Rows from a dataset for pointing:
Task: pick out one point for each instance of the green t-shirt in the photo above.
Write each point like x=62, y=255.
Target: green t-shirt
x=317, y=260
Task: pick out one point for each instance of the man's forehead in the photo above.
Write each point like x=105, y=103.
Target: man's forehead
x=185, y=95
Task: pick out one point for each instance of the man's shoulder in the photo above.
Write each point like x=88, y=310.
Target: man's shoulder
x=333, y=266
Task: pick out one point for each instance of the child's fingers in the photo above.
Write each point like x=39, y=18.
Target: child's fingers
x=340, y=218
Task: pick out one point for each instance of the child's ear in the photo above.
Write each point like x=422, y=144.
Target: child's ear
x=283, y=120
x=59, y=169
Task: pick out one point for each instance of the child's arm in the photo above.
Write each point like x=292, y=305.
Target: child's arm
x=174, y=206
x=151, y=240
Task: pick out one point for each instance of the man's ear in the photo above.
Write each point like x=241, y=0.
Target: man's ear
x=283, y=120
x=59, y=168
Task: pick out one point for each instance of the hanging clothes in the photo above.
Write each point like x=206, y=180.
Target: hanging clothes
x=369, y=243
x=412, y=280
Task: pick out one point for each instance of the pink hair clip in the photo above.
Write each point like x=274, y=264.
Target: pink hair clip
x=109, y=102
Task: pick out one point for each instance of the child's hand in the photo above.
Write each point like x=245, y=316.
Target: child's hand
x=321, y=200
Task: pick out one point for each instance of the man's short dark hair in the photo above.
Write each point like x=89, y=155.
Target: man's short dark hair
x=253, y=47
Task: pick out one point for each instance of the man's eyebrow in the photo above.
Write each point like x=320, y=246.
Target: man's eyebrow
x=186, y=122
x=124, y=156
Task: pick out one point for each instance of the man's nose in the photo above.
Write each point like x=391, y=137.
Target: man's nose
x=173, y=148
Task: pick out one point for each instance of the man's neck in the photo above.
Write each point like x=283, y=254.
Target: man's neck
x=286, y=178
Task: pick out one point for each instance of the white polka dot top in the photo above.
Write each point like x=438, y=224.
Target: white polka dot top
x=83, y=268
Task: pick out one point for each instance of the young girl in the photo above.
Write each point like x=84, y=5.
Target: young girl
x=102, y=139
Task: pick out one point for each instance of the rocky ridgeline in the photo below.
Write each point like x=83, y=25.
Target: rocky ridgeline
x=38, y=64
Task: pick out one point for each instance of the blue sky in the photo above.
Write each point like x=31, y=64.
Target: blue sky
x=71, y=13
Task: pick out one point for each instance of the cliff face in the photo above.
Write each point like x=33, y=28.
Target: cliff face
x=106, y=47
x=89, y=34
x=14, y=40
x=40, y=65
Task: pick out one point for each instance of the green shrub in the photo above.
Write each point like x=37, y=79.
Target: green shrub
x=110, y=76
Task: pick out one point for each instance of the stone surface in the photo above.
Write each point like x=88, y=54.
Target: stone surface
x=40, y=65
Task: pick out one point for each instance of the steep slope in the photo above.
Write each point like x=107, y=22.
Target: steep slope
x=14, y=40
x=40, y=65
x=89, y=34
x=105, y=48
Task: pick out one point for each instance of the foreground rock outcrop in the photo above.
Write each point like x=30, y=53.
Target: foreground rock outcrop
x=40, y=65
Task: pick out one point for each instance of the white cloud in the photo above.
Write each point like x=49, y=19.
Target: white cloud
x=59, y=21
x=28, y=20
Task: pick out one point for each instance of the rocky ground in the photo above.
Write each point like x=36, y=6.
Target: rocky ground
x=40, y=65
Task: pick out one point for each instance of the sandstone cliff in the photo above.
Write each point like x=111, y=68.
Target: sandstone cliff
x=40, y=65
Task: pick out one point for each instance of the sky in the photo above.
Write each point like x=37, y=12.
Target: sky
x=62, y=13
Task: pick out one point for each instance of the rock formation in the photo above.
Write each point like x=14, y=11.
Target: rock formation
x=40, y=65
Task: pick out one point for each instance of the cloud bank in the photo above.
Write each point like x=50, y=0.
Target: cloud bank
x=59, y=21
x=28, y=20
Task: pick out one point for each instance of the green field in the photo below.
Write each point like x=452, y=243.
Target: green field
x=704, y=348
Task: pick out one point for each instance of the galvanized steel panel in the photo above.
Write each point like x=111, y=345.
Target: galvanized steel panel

- **STATED EXERCISE**:
Copy all the items above again, putting "mark" in place of each "pick out" and leaving everything else as it is.

- **RESULT**:
Task: mark one point for each instance of the green t-shirt in the photo above.
Write each point like x=62, y=255.
Target: green t-shirt
x=317, y=260
Task: mark one point for each instance of the man's forehead in the photo above.
Write each point like x=105, y=103.
Target: man's forehead
x=185, y=95
Task: mark one point for each instance of the man's shoulder in the photo above.
Write each point like x=88, y=310.
Target: man's shoulder
x=333, y=266
Task: mark one point for each instance of the child's fingers in the photo above.
Write each point like x=39, y=18.
Target: child's fingers
x=340, y=218
Task: mark one point for each instance of the child's ear in the photo above.
Write each point like x=422, y=144.
Target: child's ear
x=283, y=120
x=59, y=169
Task: mark one point for each instance of the child's arm in the photo above.
Write each point like x=292, y=305.
Target: child's arm
x=174, y=206
x=151, y=240
Task: mark one point for each instance of the man's ear in the photo above.
Write each point like x=241, y=0.
Target: man's ear
x=283, y=120
x=59, y=168
Task: mark one point for each instance of the hanging clothes in the photo above.
Write each point like x=206, y=180.
Target: hanging clothes
x=369, y=243
x=412, y=280
Task: mark one point for each instance of the pink hair clip in the photo above.
Write each point like x=274, y=264.
Target: pink hair clip
x=109, y=102
Task: mark one point for each instance of the child's hand in the photo above.
Write each point like x=245, y=316.
Target: child's hand
x=321, y=200
Task: mark one point for each instance of the man's short dark hair in the photo above.
Write each point like x=89, y=155.
Target: man's short dark hair
x=253, y=47
Task: mark one point for each instance of the man's eyebrow in the photo above.
Write each point like x=320, y=246.
Target: man's eyebrow
x=186, y=122
x=124, y=156
Task: mark one point for each instance of the man's nose in the photo above.
Write each point like x=391, y=137.
Target: man's nose
x=173, y=148
Task: mark one point for each instance of the man's neck in the photo above.
Write each point like x=283, y=254.
Target: man's neck
x=286, y=178
Task: mark one point for each instance of the white polka dot top in the photo above.
Write each point like x=438, y=224.
Target: white polka dot top
x=83, y=268
Task: mark one point for each instance of the young girl in the photo above.
Write each point like x=84, y=5.
Target: young girl
x=102, y=139
Task: mark one point for each instance of the rocky ridgeline in the photo below.
Write each point like x=83, y=25.
Target: rocky ridgeline
x=38, y=64
Task: mark one point for each instance of the blue sky in the photo above.
Write each point like x=31, y=64.
Target: blue sky
x=71, y=13
Task: mark one point for each instance of the cliff face in the photo above.
Write each point like x=33, y=28.
Target: cliff face
x=106, y=47
x=89, y=34
x=14, y=40
x=40, y=65
Task: mark one point for each instance of the green shrub in the photo above.
Write each point like x=37, y=79.
Target: green shrub
x=110, y=76
Task: mark one point for each instance of the stone surface in the photo above.
Write each point like x=88, y=54.
Target: stone surface
x=40, y=65
Task: mark one point for each instance of the steep slope in the photo above.
Write each point like x=107, y=22.
Target: steep slope
x=14, y=40
x=40, y=65
x=89, y=34
x=105, y=48
Task: mark one point for each instance of the foreground rock outcrop in the photo above.
Write each point like x=30, y=53.
Target: foreground rock outcrop
x=40, y=65
Task: mark one point for each instance of the white cloud in the photo above.
Write each point like x=49, y=19.
Target: white cloud
x=59, y=21
x=28, y=20
Task: mark one point for each instance of the rocky ground in the photo above.
Write each point like x=36, y=6.
Target: rocky ground
x=40, y=65
Task: mark one point for each instance of the sandstone cliff in the photo above.
Write each point like x=111, y=68.
Target: sandstone cliff
x=40, y=65
Task: mark one point for each instance of the sky in the photo above.
Write each point like x=37, y=12.
Target: sky
x=62, y=13
Task: mark one point for each instance of the rock formation in the photo above.
Write each point like x=14, y=11.
Target: rock formation
x=40, y=65
Task: mark one point for each instance of the cloud bank in the photo above.
Write each point like x=50, y=0.
Target: cloud bank
x=59, y=21
x=28, y=20
Task: mark one point for each instance of the green field in the photo below.
Write each point like x=452, y=243.
Target: green field
x=704, y=348
Task: mark one point for each instance of the galvanized steel panel in the photo above.
Write each point like x=111, y=345.
Target: galvanized steel panel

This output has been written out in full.